* _TASK OBJECTIVE_
Your answer consists of the lines in the data that contain "positive". Copy each of them.

[Stored data]

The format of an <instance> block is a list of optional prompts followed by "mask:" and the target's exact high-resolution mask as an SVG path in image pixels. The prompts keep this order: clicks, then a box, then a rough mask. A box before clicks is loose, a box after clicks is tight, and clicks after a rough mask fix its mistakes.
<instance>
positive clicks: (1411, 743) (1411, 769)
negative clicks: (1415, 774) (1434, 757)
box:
==
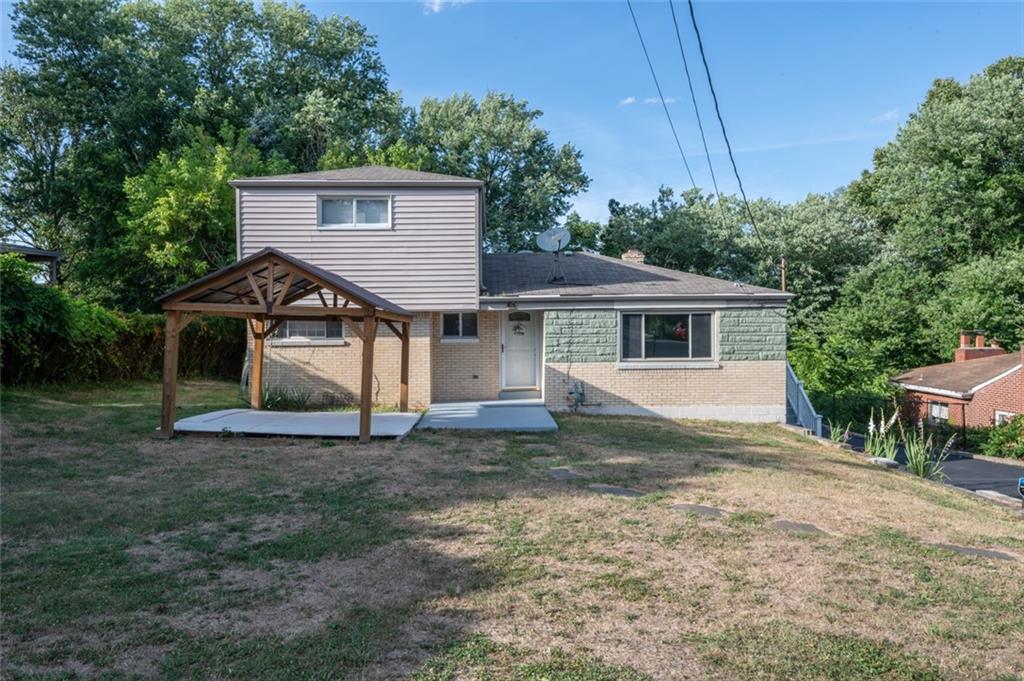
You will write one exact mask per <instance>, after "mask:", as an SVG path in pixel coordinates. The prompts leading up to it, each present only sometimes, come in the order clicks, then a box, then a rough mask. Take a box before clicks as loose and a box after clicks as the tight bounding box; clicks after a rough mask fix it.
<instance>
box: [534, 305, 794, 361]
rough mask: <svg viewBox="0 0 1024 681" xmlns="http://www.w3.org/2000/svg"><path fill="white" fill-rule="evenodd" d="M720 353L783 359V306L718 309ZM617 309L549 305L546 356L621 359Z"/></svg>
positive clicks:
* * *
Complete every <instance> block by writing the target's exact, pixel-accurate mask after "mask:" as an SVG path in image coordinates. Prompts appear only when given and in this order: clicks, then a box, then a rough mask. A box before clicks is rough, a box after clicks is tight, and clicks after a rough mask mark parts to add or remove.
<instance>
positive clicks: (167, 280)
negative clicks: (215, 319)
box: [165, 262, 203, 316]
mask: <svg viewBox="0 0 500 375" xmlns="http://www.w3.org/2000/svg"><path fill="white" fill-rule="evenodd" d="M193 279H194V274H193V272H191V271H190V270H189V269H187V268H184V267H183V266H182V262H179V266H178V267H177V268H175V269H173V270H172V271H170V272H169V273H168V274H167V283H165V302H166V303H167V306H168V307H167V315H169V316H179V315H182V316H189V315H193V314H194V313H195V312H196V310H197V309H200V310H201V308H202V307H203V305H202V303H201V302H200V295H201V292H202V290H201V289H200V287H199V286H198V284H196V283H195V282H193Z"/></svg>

* _TASK RESPONSE_
positive clicks: (1411, 743) (1411, 769)
positive clicks:
positive clicks: (167, 280)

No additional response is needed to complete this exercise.